[BEGIN Records for the task]

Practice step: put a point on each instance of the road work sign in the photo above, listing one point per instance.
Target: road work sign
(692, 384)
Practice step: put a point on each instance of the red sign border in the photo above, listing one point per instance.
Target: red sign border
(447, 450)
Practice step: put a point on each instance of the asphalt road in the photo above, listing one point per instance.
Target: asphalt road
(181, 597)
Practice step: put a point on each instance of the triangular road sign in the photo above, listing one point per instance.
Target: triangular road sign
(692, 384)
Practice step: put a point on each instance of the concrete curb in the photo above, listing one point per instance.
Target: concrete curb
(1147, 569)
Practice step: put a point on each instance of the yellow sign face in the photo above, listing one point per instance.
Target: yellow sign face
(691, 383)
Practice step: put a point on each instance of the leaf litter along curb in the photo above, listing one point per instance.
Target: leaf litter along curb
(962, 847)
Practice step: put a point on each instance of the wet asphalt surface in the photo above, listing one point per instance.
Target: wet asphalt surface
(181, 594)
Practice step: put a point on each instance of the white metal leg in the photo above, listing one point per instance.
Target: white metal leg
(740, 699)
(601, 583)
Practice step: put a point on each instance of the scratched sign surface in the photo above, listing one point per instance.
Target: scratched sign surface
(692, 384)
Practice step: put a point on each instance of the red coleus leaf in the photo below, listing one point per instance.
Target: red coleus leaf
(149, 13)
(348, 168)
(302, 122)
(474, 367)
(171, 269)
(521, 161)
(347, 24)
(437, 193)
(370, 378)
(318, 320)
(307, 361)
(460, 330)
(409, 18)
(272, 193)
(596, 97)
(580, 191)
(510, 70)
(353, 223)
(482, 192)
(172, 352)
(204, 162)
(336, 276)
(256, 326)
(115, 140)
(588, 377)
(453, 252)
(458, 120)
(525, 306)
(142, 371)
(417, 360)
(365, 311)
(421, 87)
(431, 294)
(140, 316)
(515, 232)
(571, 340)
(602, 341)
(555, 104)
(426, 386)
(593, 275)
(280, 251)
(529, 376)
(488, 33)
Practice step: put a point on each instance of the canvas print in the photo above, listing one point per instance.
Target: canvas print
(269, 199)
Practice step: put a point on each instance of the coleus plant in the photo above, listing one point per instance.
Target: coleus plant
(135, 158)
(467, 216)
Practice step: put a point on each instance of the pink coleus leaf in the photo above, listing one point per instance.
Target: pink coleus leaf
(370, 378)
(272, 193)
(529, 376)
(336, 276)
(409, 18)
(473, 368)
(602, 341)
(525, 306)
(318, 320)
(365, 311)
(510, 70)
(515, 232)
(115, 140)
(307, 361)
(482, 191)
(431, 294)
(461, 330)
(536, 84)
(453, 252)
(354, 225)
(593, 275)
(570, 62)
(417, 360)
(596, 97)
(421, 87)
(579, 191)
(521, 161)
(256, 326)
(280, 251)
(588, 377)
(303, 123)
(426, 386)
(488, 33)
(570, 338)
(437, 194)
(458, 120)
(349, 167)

[END Records for the task]

__Written exercise__.
Reproduce, word for word, the part of the records that opens with the line containing "Practice step: put a point on each instance of the pink" and closes at the end of the records, including both the opening line and the final line.

__Exercise output__.
Practice step: put a point on each instance of the pink coleus leaf in the photo above, listing one point per instance.
Target: pink coleus leaf
(370, 378)
(272, 193)
(529, 376)
(336, 276)
(409, 18)
(473, 368)
(602, 341)
(525, 306)
(318, 320)
(365, 311)
(510, 70)
(515, 232)
(115, 140)
(307, 361)
(482, 191)
(431, 294)
(461, 330)
(536, 84)
(453, 252)
(354, 225)
(593, 275)
(570, 62)
(417, 360)
(596, 97)
(421, 87)
(579, 191)
(521, 161)
(256, 326)
(280, 251)
(588, 377)
(303, 123)
(426, 386)
(488, 33)
(570, 338)
(437, 194)
(458, 120)
(349, 167)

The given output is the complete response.